*** Dataset content Section Begins ***

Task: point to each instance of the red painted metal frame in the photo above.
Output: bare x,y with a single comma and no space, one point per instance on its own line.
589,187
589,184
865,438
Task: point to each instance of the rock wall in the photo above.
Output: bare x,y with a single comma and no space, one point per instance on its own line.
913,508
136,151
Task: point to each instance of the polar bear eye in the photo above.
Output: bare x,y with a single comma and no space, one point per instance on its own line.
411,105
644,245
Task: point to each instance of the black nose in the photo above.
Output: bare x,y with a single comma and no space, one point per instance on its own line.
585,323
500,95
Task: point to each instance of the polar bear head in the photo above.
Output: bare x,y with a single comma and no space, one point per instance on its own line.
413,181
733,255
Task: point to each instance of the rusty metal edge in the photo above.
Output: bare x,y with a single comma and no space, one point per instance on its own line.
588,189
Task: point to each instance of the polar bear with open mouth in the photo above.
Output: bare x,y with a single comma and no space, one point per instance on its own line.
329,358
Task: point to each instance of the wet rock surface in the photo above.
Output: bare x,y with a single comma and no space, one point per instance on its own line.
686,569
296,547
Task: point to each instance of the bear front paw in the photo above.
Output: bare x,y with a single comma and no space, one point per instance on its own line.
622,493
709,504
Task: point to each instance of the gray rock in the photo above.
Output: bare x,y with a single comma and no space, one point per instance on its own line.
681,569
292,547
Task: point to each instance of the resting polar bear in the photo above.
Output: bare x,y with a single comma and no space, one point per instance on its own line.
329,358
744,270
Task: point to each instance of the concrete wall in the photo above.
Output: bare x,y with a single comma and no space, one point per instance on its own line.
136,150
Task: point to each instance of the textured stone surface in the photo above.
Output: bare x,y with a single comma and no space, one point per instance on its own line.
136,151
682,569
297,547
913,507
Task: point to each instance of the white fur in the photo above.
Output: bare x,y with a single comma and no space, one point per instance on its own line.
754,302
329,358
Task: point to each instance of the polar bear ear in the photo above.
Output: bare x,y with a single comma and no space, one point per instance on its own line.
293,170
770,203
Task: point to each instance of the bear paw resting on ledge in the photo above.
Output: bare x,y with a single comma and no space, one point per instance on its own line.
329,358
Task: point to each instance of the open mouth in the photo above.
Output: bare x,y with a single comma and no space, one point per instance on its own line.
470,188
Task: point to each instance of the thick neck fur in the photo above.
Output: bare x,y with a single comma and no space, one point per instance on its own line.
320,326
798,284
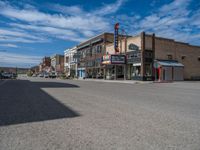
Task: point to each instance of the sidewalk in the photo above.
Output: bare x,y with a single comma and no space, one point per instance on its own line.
117,81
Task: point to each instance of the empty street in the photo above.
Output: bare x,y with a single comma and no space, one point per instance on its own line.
37,113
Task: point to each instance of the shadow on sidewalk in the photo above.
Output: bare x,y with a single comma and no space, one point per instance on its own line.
22,101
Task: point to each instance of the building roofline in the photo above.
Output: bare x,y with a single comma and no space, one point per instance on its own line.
94,38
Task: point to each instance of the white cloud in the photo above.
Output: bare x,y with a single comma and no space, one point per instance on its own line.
109,8
71,23
9,45
54,20
14,59
174,20
10,35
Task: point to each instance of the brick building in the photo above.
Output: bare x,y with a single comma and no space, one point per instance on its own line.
90,54
57,63
45,64
155,58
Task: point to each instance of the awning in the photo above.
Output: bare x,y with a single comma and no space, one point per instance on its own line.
167,63
137,64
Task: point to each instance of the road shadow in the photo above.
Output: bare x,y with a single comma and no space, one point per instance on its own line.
22,101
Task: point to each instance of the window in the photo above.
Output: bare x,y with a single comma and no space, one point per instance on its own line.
148,69
169,57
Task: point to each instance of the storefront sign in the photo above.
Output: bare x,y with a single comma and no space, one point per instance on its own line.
106,59
118,59
133,57
116,28
114,59
133,47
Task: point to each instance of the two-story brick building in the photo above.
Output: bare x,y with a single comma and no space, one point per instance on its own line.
90,55
156,58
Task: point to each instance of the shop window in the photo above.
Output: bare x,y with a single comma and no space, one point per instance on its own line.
169,57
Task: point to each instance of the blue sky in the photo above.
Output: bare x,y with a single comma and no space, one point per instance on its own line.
31,29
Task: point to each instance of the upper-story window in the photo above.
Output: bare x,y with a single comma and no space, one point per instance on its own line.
133,47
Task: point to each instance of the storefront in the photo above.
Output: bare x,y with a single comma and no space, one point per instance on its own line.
134,65
168,70
81,72
114,66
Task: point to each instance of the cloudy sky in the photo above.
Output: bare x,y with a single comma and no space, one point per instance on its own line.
32,29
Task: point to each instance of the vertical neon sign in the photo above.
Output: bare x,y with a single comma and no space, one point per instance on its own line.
116,28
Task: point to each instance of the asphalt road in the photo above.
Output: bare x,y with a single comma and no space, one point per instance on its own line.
41,114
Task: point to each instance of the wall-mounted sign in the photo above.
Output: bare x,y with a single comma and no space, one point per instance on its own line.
116,28
106,59
133,47
114,59
118,59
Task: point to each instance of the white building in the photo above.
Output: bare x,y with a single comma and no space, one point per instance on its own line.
70,62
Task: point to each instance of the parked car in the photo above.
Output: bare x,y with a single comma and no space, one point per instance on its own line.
34,75
7,75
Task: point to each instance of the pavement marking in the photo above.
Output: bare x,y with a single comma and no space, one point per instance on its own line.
1,83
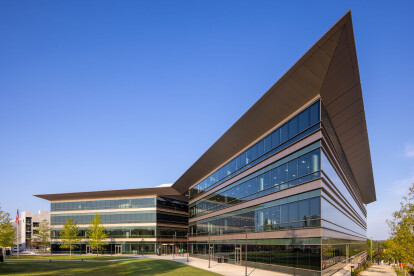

*** Dataset content Section Ends ***

• Activity
Review the material and copy each line in which the word "rock" appears.

• Exercise response
Task: point to each instance of the rock wall in the photo above.
Task: point to each instance of the wet rock surface in the photo above.
Task: point to each instance of the gray rock in the photo above.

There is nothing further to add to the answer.